**Goal**: Put the lines from the one containing "Outline every instance of the chunk" through the end of the rows into a JSON list of strings, one string per line, leaving out blank lines.

**Data provided**:

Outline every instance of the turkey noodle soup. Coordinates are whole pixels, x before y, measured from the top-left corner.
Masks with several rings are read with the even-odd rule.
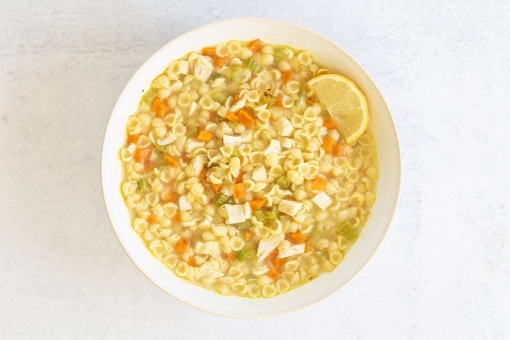
[[[329,73],[307,51],[233,41],[172,61],[144,92],[121,191],[135,231],[175,275],[270,298],[342,262],[377,167],[369,130],[347,144],[307,86]]]

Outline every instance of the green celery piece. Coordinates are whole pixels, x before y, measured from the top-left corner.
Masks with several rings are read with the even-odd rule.
[[[142,96],[142,99],[149,103],[151,105],[154,102],[154,100],[158,97],[158,90],[156,89],[150,88],[145,91]]]
[[[251,259],[254,258],[256,256],[257,256],[257,253],[255,252],[255,250],[253,249],[253,247],[249,244],[246,245],[243,247],[243,249],[237,252],[237,258],[240,261]]]
[[[284,189],[289,188],[289,178],[285,176],[280,176],[276,180],[276,184]]]
[[[149,190],[149,186],[147,184],[147,179],[145,178],[142,178],[139,182],[138,182],[138,188],[137,191],[138,192],[142,192],[144,191],[147,191]]]
[[[259,72],[259,70],[260,69],[260,64],[253,60],[251,57],[248,57],[248,59],[244,61],[244,65],[253,72]]]

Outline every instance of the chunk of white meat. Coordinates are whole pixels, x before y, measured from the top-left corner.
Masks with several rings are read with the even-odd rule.
[[[199,56],[195,62],[193,75],[195,79],[200,82],[205,82],[213,72],[213,63],[211,60],[203,56]]]
[[[276,132],[279,136],[287,137],[294,132],[294,127],[291,122],[285,117],[280,117],[274,121]]]
[[[223,204],[226,217],[225,223],[227,224],[240,223],[246,220],[244,210],[242,204]]]
[[[265,239],[262,239],[259,242],[259,247],[257,250],[257,261],[262,262],[266,259],[274,249],[276,249],[280,242],[284,240],[283,234],[271,235]],[[304,244],[303,245],[304,245]]]
[[[223,135],[223,144],[239,146],[242,143],[243,138],[240,136]]]
[[[185,212],[191,210],[191,204],[188,200],[188,197],[185,195],[183,195],[179,197],[179,208],[181,211]]]
[[[278,211],[294,216],[303,207],[303,203],[297,201],[283,199],[278,204]]]
[[[312,201],[322,210],[326,210],[333,202],[333,200],[323,191],[319,191],[312,198]]]
[[[290,256],[294,256],[294,255],[302,254],[304,252],[304,244],[301,243],[301,244],[296,244],[295,246],[292,246],[292,247],[289,247],[289,248],[280,249],[278,251],[278,258],[285,258],[285,257],[289,257]]]
[[[266,172],[266,167],[259,165],[251,172],[251,179],[254,182],[266,182],[267,181],[267,173]]]
[[[270,153],[279,153],[282,151],[282,144],[275,139],[271,139],[269,145],[267,146],[264,151],[264,155],[267,156]]]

**Answer to the task**:
[
  "Outline every instance of the chunk of white meat. Coordinates are whole pixels, x before y, measured from the top-left corner.",
  "Masks with several rings are read with the even-odd rule.",
  "[[[199,56],[195,62],[193,75],[195,79],[200,82],[205,82],[213,72],[213,63],[211,60],[203,56]]]",
  "[[[276,132],[279,136],[287,137],[294,132],[294,127],[291,122],[285,117],[280,117],[274,121]]]",
  "[[[223,204],[226,217],[225,223],[227,224],[240,223],[246,220],[244,210],[242,204]]]",
  "[[[265,239],[262,239],[259,242],[259,247],[257,250],[257,261],[262,262],[266,259],[274,249],[276,249],[280,242],[284,240],[283,234],[271,235]],[[304,244],[303,245],[304,245]]]",
  "[[[223,135],[223,144],[239,146],[242,143],[243,138],[240,136]]]",
  "[[[185,212],[191,210],[191,204],[188,200],[188,197],[185,195],[183,195],[179,197],[179,208],[181,211]]]",
  "[[[278,211],[294,216],[303,207],[303,203],[297,201],[283,199],[278,204]]]",
  "[[[312,201],[322,210],[326,210],[333,202],[333,200],[323,191],[319,191],[312,198]]]",
  "[[[290,256],[294,256],[294,255],[302,254],[304,252],[304,244],[301,243],[301,244],[296,244],[295,246],[292,246],[292,247],[289,247],[289,248],[280,249],[278,251],[278,258],[285,258],[285,257],[289,257]]]",
  "[[[266,172],[266,167],[259,165],[251,172],[251,179],[254,182],[266,182],[267,181],[267,173]]]",
  "[[[270,153],[279,153],[282,151],[282,144],[275,139],[271,139],[269,145],[267,146],[264,151],[264,155],[267,156]]]"
]